── SELECTED EXTRACT

Photo of Sylvia Heal Sylvia Heal Deputy Speaker

With this it will be convenient to take Lords amendment No. 4.

Photo of Alun Michael Alun Michael Minister of State (Rural Affairs), Department for Environment, Food and Rural Affairs

The Lords amendments will exclude most farmland, woodlands, reedbeds, osier beds, market gardens, nursery grounds, orchards, other land on farms designed in regulations by the Secretary of State or, of course, by the National Assembly in relation to Wales, and any land included in a site of special scientific interest, plus most forms of water—rivers, lakes, ponds and so on—from the application of the statutory nuisance regime to insects that emanate from them, thus meeting the concerns that clause 101 would adversely affect biodiversity by incurring action against concentrations of naturally occurring insects on farmland.

I am sure that it is generally agreed by hon. Members on both sides of the House that we want to encourage biodiversity, and it was never the intention that the Bill should apply in those circumstances. Organisations, such as Buglife, expressed some concern that there could be an unintentional misuse of what is generally agreed to be a positive measure in the Bill. I am happy that the Lords amendments improve the Bill and deal with that concern, and I am therefore happy to commend them to the House.

Photo of Anne McIntosh Anne McIntosh Shadow Minister (Environment, Food and Rural Affairs), Shadow Minister (Transport)

I congratulate the right hon. Gentleman on listening to the concerns of what is a very important industry to the UK. As my constituency is probably substantially more rural and agricultural than his, the fact that, without these Lords amendments, set-aside would otherwise have been introduced would not have been very well received, so I congratulate him and those in the other place for taking action. The Lords amendments will be most warmly received by the bugs industry, and indeed its beneficiaries—the producers and growers.

────
── INFORMATION GIVEN

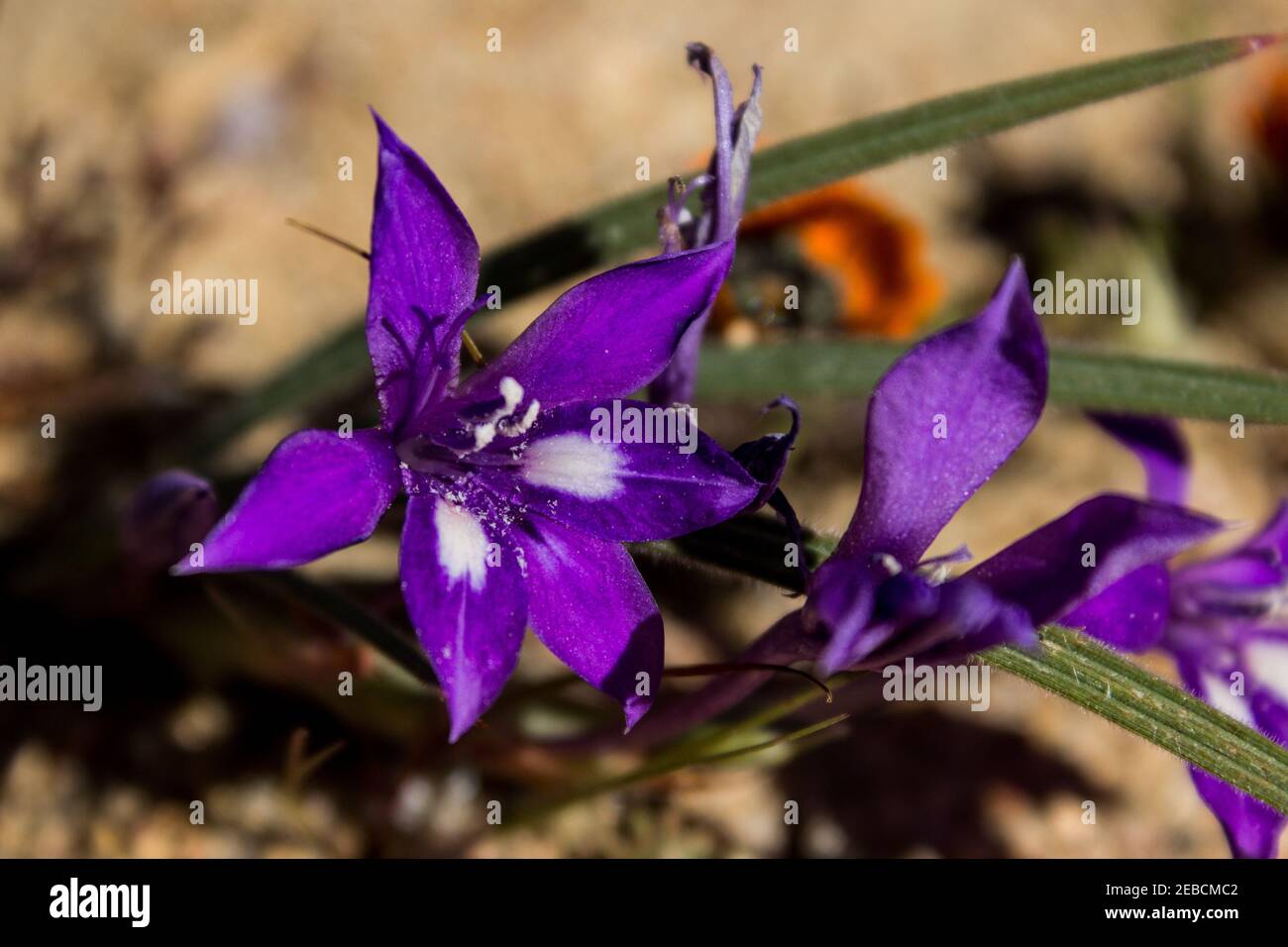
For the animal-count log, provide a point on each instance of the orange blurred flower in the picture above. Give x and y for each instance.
(1269, 118)
(870, 258)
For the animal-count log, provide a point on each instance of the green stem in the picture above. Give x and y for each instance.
(610, 231)
(1068, 664)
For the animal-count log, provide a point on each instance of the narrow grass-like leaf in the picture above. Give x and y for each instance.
(613, 230)
(1068, 664)
(344, 612)
(1091, 380)
(673, 763)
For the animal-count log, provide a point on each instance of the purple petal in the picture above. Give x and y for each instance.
(934, 624)
(1258, 564)
(424, 273)
(943, 419)
(581, 468)
(765, 458)
(1158, 446)
(610, 335)
(1044, 573)
(1131, 613)
(1250, 826)
(463, 581)
(166, 515)
(317, 492)
(589, 604)
(842, 595)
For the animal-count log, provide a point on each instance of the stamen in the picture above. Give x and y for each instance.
(888, 562)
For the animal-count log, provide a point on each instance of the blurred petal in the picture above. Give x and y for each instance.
(1158, 446)
(317, 492)
(1044, 571)
(464, 589)
(612, 334)
(1258, 564)
(589, 604)
(165, 517)
(980, 386)
(1250, 826)
(765, 458)
(1131, 613)
(571, 471)
(424, 273)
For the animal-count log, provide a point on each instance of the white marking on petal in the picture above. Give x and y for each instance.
(1216, 690)
(511, 428)
(575, 464)
(1267, 665)
(462, 545)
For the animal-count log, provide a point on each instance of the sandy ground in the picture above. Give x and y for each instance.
(552, 124)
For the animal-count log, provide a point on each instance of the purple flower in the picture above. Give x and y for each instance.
(165, 515)
(515, 510)
(1223, 621)
(940, 421)
(724, 191)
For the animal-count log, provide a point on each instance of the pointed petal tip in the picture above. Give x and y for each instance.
(1254, 44)
(634, 711)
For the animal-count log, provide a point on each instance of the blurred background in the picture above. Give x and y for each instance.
(223, 689)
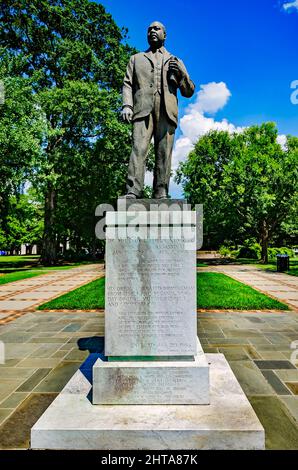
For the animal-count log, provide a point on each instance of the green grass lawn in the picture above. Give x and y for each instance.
(215, 290)
(219, 291)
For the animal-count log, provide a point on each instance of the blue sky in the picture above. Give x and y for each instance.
(246, 48)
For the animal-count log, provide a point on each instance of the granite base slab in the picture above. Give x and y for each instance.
(229, 422)
(152, 382)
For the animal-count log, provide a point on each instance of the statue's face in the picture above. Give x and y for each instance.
(156, 34)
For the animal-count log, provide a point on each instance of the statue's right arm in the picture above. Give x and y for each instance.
(127, 95)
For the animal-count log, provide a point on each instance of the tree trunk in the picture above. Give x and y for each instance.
(264, 242)
(49, 252)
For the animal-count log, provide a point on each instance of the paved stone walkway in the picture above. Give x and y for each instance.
(44, 349)
(16, 298)
(281, 286)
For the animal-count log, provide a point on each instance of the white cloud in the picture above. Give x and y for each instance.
(282, 140)
(194, 124)
(211, 98)
(290, 5)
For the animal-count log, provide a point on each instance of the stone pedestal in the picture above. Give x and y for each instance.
(154, 356)
(73, 422)
(154, 388)
(152, 382)
(150, 282)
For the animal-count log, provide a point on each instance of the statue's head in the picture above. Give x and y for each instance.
(156, 34)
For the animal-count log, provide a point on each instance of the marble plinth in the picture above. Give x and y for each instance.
(152, 382)
(229, 422)
(150, 286)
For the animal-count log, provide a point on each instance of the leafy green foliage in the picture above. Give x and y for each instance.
(73, 56)
(247, 183)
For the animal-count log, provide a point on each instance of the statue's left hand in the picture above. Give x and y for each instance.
(175, 67)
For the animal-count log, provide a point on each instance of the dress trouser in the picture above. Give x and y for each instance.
(158, 125)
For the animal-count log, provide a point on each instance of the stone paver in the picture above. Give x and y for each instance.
(44, 349)
(20, 296)
(281, 286)
(56, 343)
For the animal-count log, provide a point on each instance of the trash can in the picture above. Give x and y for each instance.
(282, 263)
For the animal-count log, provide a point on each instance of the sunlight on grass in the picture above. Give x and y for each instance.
(215, 290)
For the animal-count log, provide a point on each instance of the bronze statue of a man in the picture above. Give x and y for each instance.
(150, 103)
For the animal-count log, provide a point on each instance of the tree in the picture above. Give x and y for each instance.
(247, 182)
(24, 222)
(22, 129)
(75, 57)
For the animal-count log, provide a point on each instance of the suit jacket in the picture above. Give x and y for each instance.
(138, 86)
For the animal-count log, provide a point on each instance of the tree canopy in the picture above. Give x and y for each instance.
(70, 56)
(247, 183)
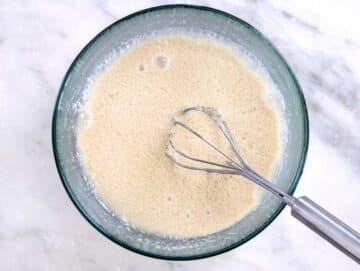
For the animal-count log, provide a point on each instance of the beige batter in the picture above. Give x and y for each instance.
(123, 144)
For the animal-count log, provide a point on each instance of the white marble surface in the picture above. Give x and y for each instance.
(40, 229)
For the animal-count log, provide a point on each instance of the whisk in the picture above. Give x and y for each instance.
(304, 209)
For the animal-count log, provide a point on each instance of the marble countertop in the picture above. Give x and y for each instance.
(40, 229)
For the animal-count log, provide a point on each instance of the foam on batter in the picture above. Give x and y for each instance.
(129, 107)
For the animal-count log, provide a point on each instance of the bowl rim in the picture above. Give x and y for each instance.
(296, 177)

────

TASK LIST ->
- a) Answer these questions about the debate on insect nuisance:
(i) Which organization raised concern that the measure could be unintentionally misused?
(ii) Which clause was feared to harm biodiversity?
(iii) What two shadow ministerial posts does Anne McIntosh hold?
- b) Could you extend the debate on insect nuisance beyond its final sentence?
The material has no role here.

SOLVED TASKS ->
- a)
(i) Buglife
(ii) Clause 101
(iii) Shadow Minister for Environment, Food and Rural Affairs, and Shadow Minister for Transport

- b)
Photo of Mr Richard Allan Mr Richard Allan Shadow Spokesperson for the Cabinet Office, Cabinet Office, Shadow Spokesperson (Business, Innovation and Skills), Shadow Spokesperson (Trade and Industry)

These Lords amendments were very much welcomed by my colleagues here and in another place. The issue was of concern to us, so the fact that the Government have accepted its substance is important. I have come late to the Bill, so I have been given briefings on what has gone on before, and they tell me that the statement that I need to make is that we are very grateful on behalf of all rare invertebrates to the Government for agreeing to amend the clause. Given the forthcoming election, we are electioneering and the next bit is the best bit of all: few people have time to think about insects, but for our six-legged friends, we are the effective Opposition. We believe that a success has been achieved on behalf of our six-legged and, I assume—to classify spiders as insects—our eight-legged friends as well. These Lords amendments are useful and helpful, and we are glad that the clause has been adjusted to take account of some very genuine concerns that were expressed.

Lords amendment agreed to.

Lords amendment No. 4 agreed to.

Sitting suspended.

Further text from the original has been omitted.